| YOUR INSTRUCTIONS |
Take the line that has "Identify the shiny" in it and every line after it to the end of the entries, and reproduce them exactly.

| GIVEN DATA |

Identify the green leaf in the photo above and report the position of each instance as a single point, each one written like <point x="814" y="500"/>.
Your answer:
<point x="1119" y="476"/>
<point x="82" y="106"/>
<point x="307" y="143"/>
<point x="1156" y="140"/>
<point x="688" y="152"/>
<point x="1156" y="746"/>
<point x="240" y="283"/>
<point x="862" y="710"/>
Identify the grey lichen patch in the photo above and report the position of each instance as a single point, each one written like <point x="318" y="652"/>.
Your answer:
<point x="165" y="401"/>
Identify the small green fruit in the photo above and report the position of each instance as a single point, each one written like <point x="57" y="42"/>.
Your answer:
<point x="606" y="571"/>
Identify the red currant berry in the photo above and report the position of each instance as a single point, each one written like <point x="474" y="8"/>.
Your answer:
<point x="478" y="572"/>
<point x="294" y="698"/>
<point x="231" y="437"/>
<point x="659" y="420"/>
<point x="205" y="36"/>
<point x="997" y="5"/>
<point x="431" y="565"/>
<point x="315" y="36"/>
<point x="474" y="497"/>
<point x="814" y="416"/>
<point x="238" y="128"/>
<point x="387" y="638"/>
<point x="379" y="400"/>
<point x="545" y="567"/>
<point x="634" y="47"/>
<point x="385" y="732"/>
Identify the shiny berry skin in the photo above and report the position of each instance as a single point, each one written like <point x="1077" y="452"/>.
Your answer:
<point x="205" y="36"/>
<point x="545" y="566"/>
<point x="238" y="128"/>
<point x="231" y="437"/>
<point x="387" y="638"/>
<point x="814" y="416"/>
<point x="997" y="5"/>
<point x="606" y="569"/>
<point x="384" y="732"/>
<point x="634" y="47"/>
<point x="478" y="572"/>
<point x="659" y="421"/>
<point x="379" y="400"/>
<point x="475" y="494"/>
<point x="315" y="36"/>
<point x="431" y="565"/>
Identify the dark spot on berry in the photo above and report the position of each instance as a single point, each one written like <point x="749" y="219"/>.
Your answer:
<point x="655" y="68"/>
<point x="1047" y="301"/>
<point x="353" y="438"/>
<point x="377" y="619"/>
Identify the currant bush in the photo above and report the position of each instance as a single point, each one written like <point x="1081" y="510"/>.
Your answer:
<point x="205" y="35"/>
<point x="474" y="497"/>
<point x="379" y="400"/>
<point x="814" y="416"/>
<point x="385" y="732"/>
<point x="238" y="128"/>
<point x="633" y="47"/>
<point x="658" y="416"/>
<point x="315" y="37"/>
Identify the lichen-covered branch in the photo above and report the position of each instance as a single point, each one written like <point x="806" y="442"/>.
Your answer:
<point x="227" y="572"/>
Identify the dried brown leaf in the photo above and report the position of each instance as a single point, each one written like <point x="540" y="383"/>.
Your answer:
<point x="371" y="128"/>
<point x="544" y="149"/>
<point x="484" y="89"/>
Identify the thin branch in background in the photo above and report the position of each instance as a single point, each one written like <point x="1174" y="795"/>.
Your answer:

| TASK OUTPUT |
Identify the shiny berry skin in the photo above and report the position of each instance as a single point, each one written like <point x="1077" y="452"/>.
Your answer:
<point x="205" y="36"/>
<point x="545" y="566"/>
<point x="238" y="128"/>
<point x="231" y="437"/>
<point x="387" y="638"/>
<point x="814" y="416"/>
<point x="997" y="5"/>
<point x="606" y="569"/>
<point x="384" y="732"/>
<point x="634" y="47"/>
<point x="478" y="572"/>
<point x="659" y="421"/>
<point x="379" y="400"/>
<point x="475" y="494"/>
<point x="315" y="36"/>
<point x="431" y="565"/>
Identify the dark spot on berry in the photo above and report the position of each instance as a single point, each one written like <point x="749" y="219"/>.
Your answer:
<point x="655" y="68"/>
<point x="1047" y="301"/>
<point x="353" y="438"/>
<point x="377" y="619"/>
Identify the currant bush in the photo above and report the position of each instance as a single point, each one written like <point x="1081" y="510"/>.
Your answer:
<point x="205" y="35"/>
<point x="474" y="497"/>
<point x="379" y="400"/>
<point x="814" y="416"/>
<point x="385" y="732"/>
<point x="238" y="128"/>
<point x="633" y="47"/>
<point x="658" y="416"/>
<point x="315" y="37"/>
Identify the lichen-covered branch in the photo above and report the position of each instance as a single point, each one written like <point x="806" y="442"/>.
Your answer:
<point x="227" y="572"/>
Identify the dried brown leaf in the photo above and report the position of each instance as a single point, each one written like <point x="540" y="383"/>.
Your answer:
<point x="371" y="128"/>
<point x="544" y="149"/>
<point x="484" y="89"/>
Identify the thin branch in background in the photo above and report the position of each instance as a single point, each one written like <point x="1174" y="795"/>.
Your answer:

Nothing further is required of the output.